▶ _What this task involves_
Each line at or after the one containing "highlight the tire" should be transcribed exactly, up to and including the final line of the data.

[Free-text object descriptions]

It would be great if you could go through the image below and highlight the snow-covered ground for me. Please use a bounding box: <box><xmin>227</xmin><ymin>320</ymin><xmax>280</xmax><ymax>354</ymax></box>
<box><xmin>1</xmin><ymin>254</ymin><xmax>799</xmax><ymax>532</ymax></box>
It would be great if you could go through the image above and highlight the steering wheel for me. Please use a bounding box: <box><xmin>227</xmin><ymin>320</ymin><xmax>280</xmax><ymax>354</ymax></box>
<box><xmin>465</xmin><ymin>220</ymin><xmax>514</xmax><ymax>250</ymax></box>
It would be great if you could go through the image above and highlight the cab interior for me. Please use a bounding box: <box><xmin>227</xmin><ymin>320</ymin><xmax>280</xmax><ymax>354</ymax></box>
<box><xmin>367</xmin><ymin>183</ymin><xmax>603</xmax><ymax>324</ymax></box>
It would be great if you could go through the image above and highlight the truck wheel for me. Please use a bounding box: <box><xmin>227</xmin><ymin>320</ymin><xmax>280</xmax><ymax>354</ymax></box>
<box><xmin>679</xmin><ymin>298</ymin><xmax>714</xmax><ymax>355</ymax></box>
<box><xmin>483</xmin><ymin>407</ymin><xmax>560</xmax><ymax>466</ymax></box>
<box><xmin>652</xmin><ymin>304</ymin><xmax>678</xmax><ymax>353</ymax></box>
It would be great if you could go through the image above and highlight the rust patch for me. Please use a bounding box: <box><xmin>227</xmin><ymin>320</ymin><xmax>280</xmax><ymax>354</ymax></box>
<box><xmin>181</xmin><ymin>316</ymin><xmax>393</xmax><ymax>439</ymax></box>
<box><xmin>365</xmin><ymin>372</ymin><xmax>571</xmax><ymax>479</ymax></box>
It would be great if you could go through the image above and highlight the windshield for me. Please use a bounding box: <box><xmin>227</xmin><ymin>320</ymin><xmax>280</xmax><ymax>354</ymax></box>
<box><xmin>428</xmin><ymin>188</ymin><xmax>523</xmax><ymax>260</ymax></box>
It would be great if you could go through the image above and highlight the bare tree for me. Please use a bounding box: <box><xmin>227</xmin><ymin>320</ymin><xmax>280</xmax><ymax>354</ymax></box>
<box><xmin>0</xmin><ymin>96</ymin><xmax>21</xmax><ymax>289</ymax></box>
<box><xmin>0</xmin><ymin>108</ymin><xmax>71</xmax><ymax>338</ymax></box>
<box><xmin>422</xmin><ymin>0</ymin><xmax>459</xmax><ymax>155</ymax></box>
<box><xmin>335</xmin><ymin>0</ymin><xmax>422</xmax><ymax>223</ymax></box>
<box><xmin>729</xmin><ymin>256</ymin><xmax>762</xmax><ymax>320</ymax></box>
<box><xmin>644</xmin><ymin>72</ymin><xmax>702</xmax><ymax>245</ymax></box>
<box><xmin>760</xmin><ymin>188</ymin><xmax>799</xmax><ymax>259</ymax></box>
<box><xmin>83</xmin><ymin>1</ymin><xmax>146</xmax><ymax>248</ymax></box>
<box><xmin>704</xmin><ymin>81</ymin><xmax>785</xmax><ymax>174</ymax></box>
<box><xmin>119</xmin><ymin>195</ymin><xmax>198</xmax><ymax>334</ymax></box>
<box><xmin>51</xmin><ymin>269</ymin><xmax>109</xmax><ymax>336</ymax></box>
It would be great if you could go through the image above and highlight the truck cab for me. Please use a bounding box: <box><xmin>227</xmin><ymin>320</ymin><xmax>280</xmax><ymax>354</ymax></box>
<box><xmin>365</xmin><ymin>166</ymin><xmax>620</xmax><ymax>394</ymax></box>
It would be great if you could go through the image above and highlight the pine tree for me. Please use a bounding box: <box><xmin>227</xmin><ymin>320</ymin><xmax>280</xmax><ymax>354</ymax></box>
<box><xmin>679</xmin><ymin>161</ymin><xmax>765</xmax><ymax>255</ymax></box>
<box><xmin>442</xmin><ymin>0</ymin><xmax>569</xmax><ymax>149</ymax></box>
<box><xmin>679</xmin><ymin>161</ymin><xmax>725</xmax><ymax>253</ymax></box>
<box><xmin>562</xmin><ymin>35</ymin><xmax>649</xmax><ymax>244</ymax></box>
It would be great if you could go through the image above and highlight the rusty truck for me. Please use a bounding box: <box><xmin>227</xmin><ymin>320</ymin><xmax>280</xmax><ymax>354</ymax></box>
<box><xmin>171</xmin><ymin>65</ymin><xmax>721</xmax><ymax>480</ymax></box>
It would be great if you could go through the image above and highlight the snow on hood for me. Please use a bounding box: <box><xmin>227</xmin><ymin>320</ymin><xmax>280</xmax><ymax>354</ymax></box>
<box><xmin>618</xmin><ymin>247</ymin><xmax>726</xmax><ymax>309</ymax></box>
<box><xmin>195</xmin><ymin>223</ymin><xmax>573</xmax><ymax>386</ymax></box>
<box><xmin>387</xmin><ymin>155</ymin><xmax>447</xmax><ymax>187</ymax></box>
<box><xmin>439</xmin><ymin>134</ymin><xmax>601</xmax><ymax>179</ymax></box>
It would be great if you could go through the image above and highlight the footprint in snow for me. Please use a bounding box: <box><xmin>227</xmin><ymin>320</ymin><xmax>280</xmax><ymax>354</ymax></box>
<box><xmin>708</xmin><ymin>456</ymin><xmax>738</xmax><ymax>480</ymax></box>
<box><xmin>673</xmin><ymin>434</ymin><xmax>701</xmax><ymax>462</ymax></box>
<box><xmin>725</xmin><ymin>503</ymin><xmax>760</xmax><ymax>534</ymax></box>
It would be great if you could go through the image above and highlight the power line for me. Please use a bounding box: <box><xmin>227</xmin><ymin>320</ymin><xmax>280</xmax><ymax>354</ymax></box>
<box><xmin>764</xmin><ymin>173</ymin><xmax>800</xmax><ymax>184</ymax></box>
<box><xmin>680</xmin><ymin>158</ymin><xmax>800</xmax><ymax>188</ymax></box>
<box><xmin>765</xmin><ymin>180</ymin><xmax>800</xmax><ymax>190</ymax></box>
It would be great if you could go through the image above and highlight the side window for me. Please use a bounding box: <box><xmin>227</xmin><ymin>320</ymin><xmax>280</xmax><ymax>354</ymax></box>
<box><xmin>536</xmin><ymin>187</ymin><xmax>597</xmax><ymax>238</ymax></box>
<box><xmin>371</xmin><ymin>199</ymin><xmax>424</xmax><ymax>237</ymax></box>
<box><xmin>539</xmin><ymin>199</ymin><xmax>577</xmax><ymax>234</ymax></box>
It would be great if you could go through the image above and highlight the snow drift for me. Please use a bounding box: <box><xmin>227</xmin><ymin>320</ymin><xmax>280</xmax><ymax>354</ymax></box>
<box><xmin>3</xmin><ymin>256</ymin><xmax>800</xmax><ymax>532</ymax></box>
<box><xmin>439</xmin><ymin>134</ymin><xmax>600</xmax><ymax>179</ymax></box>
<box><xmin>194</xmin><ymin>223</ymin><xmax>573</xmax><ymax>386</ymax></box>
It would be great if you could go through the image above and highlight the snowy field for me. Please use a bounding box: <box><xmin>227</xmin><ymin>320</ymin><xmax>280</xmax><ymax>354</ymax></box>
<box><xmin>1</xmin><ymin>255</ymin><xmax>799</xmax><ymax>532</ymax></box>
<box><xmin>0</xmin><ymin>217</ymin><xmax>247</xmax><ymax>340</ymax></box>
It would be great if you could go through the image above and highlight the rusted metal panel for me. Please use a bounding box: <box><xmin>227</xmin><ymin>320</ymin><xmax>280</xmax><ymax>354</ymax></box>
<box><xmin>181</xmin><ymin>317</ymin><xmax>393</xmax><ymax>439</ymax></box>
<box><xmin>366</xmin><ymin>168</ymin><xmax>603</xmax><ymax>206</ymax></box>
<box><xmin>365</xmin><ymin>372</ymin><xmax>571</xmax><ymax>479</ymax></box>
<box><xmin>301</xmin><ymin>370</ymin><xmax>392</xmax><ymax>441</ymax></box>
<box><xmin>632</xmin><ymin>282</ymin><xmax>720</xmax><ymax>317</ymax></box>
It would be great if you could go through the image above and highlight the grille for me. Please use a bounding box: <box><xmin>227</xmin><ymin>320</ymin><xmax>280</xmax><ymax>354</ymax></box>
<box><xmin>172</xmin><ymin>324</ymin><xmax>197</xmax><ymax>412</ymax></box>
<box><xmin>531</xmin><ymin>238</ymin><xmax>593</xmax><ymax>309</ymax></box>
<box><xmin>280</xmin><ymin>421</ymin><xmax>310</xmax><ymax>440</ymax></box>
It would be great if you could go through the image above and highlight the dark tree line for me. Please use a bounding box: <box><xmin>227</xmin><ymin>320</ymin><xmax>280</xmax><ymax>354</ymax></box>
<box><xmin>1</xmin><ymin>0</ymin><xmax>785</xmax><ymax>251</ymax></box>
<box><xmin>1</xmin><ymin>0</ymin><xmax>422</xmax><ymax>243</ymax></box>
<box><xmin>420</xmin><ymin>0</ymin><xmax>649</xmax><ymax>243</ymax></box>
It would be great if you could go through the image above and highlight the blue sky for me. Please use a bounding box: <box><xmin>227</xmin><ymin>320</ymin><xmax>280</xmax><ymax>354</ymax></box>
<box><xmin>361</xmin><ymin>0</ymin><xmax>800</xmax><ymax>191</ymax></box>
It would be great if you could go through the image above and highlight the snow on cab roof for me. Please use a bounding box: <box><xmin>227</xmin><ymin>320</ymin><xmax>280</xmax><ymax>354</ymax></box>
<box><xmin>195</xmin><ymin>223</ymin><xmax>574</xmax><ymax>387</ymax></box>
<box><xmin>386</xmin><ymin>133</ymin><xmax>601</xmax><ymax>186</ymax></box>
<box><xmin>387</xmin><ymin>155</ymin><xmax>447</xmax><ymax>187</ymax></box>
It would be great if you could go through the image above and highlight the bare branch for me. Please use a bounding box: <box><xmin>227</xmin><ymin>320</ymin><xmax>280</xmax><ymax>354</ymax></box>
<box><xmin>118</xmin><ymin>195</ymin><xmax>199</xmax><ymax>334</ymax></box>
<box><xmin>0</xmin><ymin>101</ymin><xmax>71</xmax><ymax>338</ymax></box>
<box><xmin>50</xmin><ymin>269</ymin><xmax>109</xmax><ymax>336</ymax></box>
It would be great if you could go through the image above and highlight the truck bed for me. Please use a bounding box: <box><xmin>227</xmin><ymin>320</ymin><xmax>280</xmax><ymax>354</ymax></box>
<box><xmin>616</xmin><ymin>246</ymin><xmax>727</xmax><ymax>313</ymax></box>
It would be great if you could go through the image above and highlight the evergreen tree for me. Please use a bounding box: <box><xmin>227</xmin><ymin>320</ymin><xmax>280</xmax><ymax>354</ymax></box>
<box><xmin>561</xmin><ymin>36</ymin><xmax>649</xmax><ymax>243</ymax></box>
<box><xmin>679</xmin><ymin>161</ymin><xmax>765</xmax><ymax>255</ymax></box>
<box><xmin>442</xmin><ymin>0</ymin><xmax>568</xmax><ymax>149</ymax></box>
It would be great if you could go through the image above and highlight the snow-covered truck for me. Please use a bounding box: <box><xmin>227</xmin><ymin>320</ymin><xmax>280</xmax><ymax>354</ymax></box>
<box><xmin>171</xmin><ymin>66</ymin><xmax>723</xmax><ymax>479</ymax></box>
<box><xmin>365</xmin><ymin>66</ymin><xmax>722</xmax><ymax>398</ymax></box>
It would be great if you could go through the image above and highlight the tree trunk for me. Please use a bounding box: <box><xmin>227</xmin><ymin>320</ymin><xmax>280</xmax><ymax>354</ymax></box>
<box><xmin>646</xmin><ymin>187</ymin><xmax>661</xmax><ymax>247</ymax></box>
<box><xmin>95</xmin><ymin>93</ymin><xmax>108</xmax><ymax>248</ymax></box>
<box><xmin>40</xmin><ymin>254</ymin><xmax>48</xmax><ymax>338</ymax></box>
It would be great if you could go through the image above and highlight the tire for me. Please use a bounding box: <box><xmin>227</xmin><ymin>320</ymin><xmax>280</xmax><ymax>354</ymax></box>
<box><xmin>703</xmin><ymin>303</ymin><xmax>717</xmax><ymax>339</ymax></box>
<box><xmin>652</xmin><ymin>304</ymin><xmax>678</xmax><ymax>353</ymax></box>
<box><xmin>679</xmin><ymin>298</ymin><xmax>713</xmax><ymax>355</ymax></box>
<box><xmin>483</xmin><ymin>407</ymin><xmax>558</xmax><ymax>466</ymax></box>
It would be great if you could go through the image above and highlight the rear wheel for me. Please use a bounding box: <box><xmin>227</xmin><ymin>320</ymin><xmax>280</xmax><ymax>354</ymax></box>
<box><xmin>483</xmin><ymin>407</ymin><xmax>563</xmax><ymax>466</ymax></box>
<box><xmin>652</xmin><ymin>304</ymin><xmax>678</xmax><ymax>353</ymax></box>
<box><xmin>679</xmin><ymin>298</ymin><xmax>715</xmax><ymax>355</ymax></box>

▶ _Solution_
It would be great if you could go through the image above and highlight the tire for me. Please use a bounding box: <box><xmin>227</xmin><ymin>320</ymin><xmax>280</xmax><ymax>354</ymax></box>
<box><xmin>703</xmin><ymin>303</ymin><xmax>717</xmax><ymax>339</ymax></box>
<box><xmin>652</xmin><ymin>304</ymin><xmax>678</xmax><ymax>353</ymax></box>
<box><xmin>679</xmin><ymin>298</ymin><xmax>713</xmax><ymax>355</ymax></box>
<box><xmin>483</xmin><ymin>407</ymin><xmax>558</xmax><ymax>466</ymax></box>
It would be great if you could go through the image above and highlight the rear wheel for me. Please use a bounding box: <box><xmin>227</xmin><ymin>320</ymin><xmax>280</xmax><ymax>354</ymax></box>
<box><xmin>483</xmin><ymin>407</ymin><xmax>563</xmax><ymax>466</ymax></box>
<box><xmin>652</xmin><ymin>304</ymin><xmax>678</xmax><ymax>353</ymax></box>
<box><xmin>679</xmin><ymin>298</ymin><xmax>715</xmax><ymax>355</ymax></box>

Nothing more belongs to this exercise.